Text section »
--- START ---

G: Not enough design parameters are given. More information is needed.

Re: Engineering Challenge- Spring Loaded Kicker Edition
 

You're making an important assumption about the design of the kicker here, which may not be true. If the kicker is set up like a big pendulum, with significant mass and significant travel time before contacting the ball, then I think you're correct.

What if that's not the case? What if your kicker is designed to work without significant mass and without any travel time before contacting the ball? In other words, you have a relatively mass-less kicker already in contact with the ball when you start to accelerate it. That's essentially our design, and it works great (clears 1 bump easily, scores very well). Think of a slingshot, and you'll have a good idea of how the physics of it works.


Now, everyone should keep in mind that a robot cannot create energy. The form of the energy can change, but it can't be created.

In this situation, a motor is able to exert a certain amount of torque (which can be translated into a linear force very easily) before it stalls. In short, this means it can pull back the kicker a distance x such that the linear force the motor is outputting is equal to kx. The stall torque for any given motor is a constant.

So, what do we do with k? Well, if we increase k, we get a shorter draw but the same amount of force. If we decrease k, we get a longer draw, but the same amount of force. In the end, the force (remember F=ma?) remains the same (as does mass and acceleration). The only thing we change is the draw.

--- END ---

Prompt A »
In the kicker discussion, what happens to the draw and the force when k is increased?
Prompt B »
Continue the kicker discussion from where it stops.

Supplied information »
--- START ---

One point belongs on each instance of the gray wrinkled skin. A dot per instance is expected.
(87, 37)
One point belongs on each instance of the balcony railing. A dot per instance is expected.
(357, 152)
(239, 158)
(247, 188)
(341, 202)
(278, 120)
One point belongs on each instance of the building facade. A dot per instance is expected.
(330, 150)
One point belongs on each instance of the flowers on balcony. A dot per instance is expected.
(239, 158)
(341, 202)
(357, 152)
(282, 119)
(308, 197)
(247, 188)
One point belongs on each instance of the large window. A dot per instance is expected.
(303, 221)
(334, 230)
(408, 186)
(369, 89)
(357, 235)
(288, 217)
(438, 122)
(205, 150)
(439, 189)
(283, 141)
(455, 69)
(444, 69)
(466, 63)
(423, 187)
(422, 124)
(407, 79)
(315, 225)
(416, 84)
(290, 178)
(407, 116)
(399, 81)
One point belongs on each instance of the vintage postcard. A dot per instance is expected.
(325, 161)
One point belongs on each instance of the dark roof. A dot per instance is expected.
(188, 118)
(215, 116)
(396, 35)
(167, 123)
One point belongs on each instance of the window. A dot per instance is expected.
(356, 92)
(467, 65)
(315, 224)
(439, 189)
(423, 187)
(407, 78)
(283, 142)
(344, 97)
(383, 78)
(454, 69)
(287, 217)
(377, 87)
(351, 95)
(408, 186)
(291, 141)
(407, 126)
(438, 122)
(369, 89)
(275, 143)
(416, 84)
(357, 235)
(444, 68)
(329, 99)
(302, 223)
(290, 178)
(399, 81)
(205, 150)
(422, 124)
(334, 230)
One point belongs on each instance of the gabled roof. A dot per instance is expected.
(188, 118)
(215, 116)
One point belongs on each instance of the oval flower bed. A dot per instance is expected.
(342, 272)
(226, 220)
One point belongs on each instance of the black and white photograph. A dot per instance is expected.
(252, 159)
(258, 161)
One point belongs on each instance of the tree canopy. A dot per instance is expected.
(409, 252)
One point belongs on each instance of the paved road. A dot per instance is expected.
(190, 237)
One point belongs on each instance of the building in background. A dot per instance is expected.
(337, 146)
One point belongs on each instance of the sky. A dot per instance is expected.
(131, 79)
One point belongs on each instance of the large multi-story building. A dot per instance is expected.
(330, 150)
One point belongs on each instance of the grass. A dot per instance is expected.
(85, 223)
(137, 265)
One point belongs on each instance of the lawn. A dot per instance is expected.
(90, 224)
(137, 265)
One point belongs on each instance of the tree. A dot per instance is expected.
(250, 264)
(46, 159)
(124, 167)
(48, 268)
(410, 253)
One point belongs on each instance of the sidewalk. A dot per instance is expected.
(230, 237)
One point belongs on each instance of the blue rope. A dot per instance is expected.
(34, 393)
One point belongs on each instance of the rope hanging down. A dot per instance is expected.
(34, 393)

--- END ---

Final result A »
The draw gets shorter, but the force stays the same.

Final result B »
So, does increased draw help in this situation? Well, that all depends on the design of the kicker :)


We ran into this problem early in the season. With our design, increasing the draw really doesn't get you anything. Adding a second motor and more springs, however... :)

Re: Engineering Challenge- Spring Loaded Kicker Edition
 

I was making the assumption that this problem was based off of the Killer Bee's robot which does have a distance between the kicker and the ball in which the mass accelerates.

Re: Engineering Challenge- Spring Loaded Kicker Edition
 

You are forgetting about pre-load.

1) Assuming that both the strong spring and the weak spring have the same pre-load force, then the weak spring will be pulled back further and have more stored energy.

or

2) Assuming you increase the pre-load on the weaker spring just enough that the motor stalls at the same position as the strong spring, you will also have more stored energy in the weaker spring.

If you have trouble believing this, make a simple graph of force versus distance for each case and look at the area under the curve.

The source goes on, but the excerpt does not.